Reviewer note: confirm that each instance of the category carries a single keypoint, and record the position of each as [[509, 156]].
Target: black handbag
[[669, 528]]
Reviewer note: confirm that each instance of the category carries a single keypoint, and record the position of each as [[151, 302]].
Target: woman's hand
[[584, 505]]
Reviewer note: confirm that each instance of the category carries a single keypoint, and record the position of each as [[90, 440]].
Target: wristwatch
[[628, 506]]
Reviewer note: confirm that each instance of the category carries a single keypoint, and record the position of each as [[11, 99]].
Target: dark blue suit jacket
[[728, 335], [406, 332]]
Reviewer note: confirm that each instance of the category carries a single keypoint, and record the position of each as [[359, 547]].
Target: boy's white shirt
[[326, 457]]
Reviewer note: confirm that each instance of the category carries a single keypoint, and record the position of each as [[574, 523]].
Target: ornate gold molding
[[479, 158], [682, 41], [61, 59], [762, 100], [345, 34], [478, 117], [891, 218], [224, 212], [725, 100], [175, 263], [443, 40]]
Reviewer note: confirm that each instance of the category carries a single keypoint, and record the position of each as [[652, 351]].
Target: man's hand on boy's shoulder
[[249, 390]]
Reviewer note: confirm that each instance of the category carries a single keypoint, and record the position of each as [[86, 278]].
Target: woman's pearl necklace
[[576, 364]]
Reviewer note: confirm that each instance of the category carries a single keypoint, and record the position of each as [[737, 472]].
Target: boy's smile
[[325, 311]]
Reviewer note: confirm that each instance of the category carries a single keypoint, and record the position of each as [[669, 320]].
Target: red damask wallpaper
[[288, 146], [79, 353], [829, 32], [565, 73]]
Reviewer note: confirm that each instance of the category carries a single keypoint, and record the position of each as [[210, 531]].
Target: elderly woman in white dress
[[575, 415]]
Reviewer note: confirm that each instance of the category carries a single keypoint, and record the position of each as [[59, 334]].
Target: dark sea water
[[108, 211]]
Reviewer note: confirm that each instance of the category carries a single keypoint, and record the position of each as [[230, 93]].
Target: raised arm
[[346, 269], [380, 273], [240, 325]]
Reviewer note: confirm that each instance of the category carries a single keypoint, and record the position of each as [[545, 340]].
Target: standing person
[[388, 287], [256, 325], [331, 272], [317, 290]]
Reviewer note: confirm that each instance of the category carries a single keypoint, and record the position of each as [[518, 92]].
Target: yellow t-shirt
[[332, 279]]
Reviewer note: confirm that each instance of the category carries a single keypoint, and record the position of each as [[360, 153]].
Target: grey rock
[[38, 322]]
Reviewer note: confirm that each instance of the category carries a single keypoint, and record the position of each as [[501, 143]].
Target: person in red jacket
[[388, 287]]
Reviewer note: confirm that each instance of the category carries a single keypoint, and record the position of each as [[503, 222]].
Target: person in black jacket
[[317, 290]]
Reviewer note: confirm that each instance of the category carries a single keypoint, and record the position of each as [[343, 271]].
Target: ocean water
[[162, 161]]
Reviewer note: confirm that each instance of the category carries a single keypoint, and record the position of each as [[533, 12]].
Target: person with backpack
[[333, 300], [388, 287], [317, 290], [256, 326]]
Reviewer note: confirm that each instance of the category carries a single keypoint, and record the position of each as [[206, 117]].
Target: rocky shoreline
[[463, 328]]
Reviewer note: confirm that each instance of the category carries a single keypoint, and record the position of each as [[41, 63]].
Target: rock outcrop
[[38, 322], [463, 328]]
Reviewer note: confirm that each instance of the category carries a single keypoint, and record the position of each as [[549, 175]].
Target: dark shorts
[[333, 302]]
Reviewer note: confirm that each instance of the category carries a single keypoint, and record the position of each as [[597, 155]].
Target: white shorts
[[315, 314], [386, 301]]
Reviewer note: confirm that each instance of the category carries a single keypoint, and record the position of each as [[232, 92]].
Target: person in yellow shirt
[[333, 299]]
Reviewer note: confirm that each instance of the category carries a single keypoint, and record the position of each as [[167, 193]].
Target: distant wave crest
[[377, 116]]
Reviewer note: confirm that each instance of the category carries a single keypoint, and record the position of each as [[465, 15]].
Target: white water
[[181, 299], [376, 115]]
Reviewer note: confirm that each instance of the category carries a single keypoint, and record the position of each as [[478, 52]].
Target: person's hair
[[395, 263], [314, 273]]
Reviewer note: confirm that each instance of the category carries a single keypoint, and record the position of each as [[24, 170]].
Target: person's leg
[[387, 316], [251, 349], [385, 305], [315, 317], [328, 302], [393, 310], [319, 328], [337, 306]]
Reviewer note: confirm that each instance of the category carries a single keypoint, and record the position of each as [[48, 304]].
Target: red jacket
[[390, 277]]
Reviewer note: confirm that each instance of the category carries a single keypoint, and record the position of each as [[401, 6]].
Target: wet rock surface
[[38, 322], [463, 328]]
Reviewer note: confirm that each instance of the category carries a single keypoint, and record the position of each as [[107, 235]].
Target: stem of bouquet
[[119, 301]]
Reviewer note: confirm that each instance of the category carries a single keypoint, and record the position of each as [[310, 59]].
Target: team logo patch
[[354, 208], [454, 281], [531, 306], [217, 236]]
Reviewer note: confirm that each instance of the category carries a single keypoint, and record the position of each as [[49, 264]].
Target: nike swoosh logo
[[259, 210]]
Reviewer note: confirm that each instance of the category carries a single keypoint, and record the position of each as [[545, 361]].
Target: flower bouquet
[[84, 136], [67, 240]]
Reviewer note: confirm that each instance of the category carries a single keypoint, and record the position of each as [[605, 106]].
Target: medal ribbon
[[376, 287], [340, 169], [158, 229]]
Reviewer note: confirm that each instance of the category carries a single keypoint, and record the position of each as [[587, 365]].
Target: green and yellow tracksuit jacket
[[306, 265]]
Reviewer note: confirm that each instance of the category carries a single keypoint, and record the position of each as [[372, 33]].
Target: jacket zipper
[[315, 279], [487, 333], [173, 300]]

**Brief:** The entries above are to be restated word for word.

**Written answer:**
Reviewer note: confirm that each instance of the category carries a single keypoint, and record the position of each as [[509, 156]].
Target: black handbag
[[669, 528]]
Reviewer note: confirm that each instance of the category carries a single keypoint, and record the position of each as [[151, 302]].
Target: woman's hand
[[584, 505]]
Reviewer note: confirm that each instance of the category carries a single keypoint, and record the position of each as [[90, 440]].
Target: wristwatch
[[628, 506]]
Reviewer note: confirm that each instance of the category carries a single keypoint, and record the position of each as [[11, 99]].
Target: dark blue suit jacket
[[728, 335], [406, 332]]
Reviewer note: confirm that each instance of the category carries a single keypoint, and record the position of each as [[359, 547]].
Target: boy's white shirt
[[326, 457]]
Reviewer note: confirm that each instance of the category carries a single keypoint, and record the position of each as [[574, 523]].
Target: ornate gold molding
[[479, 158], [682, 41], [61, 59], [762, 100], [345, 34], [478, 117], [891, 218], [224, 212], [725, 100], [175, 263], [443, 40]]
Reviewer note: confirm that each instance of the category carries a single keypoint, and record the position of each as [[652, 351]].
Target: man's hand on boy's shoulder
[[249, 390]]
Reviewer note: confirm that each instance of the category carries a single keypoint, and record the position of each as [[86, 278]].
Target: woman's pearl necklace
[[576, 364]]
Reviewer note: confirm that each instance of the category carries a single keypoint, and record the position of each as [[737, 472]].
Target: boy's smile
[[325, 311]]
Reviewer note: confirm that each instance of the category carries a single keypoint, and record the position of each as [[669, 320]].
Target: red damask wallpaper
[[288, 146], [79, 353], [829, 32], [565, 73]]
Reviewer note: confirm that each instance of the category carries a single keypoint, and record the position of each as [[210, 531]].
Target: elderly woman in white dress
[[575, 415]]
Reviewer note: confirm that each instance of the category carries a single keypoint, and record the position of each as [[59, 334]].
Target: dark sea water
[[108, 211]]
Reviewer note: confirm that each instance of the category carries a single keypoint, and record the position of each as [[230, 93]].
Target: raised arm
[[346, 269], [380, 273], [240, 325]]
Reviewer note: confirm that each instance of the category carries a single keypoint, and record the position of each as [[545, 340]].
Target: standing person
[[388, 287], [256, 325], [331, 272], [317, 290]]
Reviewer note: confirm that each instance of the category carries a single keypoint, and record the position of each as [[518, 92]].
Target: yellow t-shirt
[[332, 279]]
Reviewer note: confirm that each instance of the category carries a single keypoint, and record the position of each as [[360, 153]].
Target: grey rock
[[38, 322]]
Reviewer note: confirm that each instance of the category carries a single keypoint, and record the position of each as [[501, 143]].
Target: person in red jacket
[[388, 287]]
Reviewer note: confirm that each instance of the category carries a single keypoint, and record the position of each as [[503, 222]].
Target: person in black jacket
[[317, 290]]
Reviewer note: confirm that each instance of the category carries a single keypoint, and record the position of each as [[343, 271]].
Target: ocean water
[[162, 161]]
Reviewer note: confirm that each instance of the category carries a single keypoint, and record the position of each as [[533, 12]].
Target: person with backpack
[[333, 300], [388, 287], [317, 290], [256, 326]]
Reviewer note: confirm that each instance of the category carries a single keypoint, and record the position of each as [[206, 117]].
Target: rocky shoreline
[[463, 328]]
Reviewer note: confirm that each instance of the category carries a single keypoint, and record the position of each as [[41, 63]].
Target: rock outcrop
[[38, 322], [463, 328]]
Reviewer note: confirm that each instance of the category carries a single keypoint, and record the position of each as [[549, 175]].
Target: dark shorts
[[333, 302]]
Reviewer note: confirm that each instance of the category carries a single keypoint, and record the position of each as [[597, 155]].
Target: white shorts
[[315, 314], [386, 301]]
Reviewer note: confirm that each instance of the category carries a single keypoint, and record the position of each as [[232, 92]].
Target: person in yellow shirt
[[333, 299]]
Reviewer note: confirm that each instance of the category carries a single keypoint, and record the position of each as [[167, 193]].
Target: distant wave crest
[[377, 116]]
Reviewer note: confirm that each instance of the category carries a single keypoint, and record the position of each as [[465, 15]].
Target: white water
[[181, 299], [376, 115]]
Reviewer note: confirm that each instance of the category carries a single keypoint, and record the position of each as [[478, 52]].
Target: person's hair
[[395, 263], [314, 273]]
Reviewer note: confirm that each instance of the category carries a single keypoint, and record the position of each as [[24, 170]].
Target: person's leg
[[387, 316], [251, 349], [385, 305], [315, 317], [328, 302], [393, 310], [319, 328], [337, 306]]
Reviewer note: confirm that each instance of the category carries a single keypoint, and record the position of each as [[48, 304]].
Target: red jacket
[[390, 277]]
Reviewer note: confirm that each instance of the category carries a single keypoint, and record the position of each as [[401, 6]].
Target: wet rock surface
[[38, 322], [463, 328]]
Reviewer note: confirm that each instance of the category carries a single keypoint, and record the position of each as [[107, 235]].
Target: stem of bouquet
[[119, 301]]
Reviewer note: confirm that each instance of the category carries a single keypoint, and record the position of each as [[310, 59]].
Target: team logo patch
[[354, 208], [454, 281], [531, 306], [217, 236]]
Reviewer note: confirm that each instance of the category carries a single keypoint, and record the position of each as [[49, 264]].
Target: nike swoosh logo
[[259, 210]]
Reviewer note: confirm that each instance of the category carries a single keypoint, and record the position of each as [[545, 361]].
Target: flower bouquet
[[84, 136], [67, 240]]
Reviewer note: confirm that each instance of the category carries a single keypoint, and record the position of each as [[605, 106]].
Target: medal ribbon
[[376, 287], [340, 169], [158, 229]]
Reviewer note: confirm that each instance of the category carries a single keypoint, and record the position of each as [[587, 365]].
Target: green and yellow tracksuit jacket
[[306, 265]]
Reviewer note: confirm that each instance of the category carries a single keypoint, and record the position of each as [[372, 33]].
Target: jacket zipper
[[315, 279], [487, 333], [173, 300]]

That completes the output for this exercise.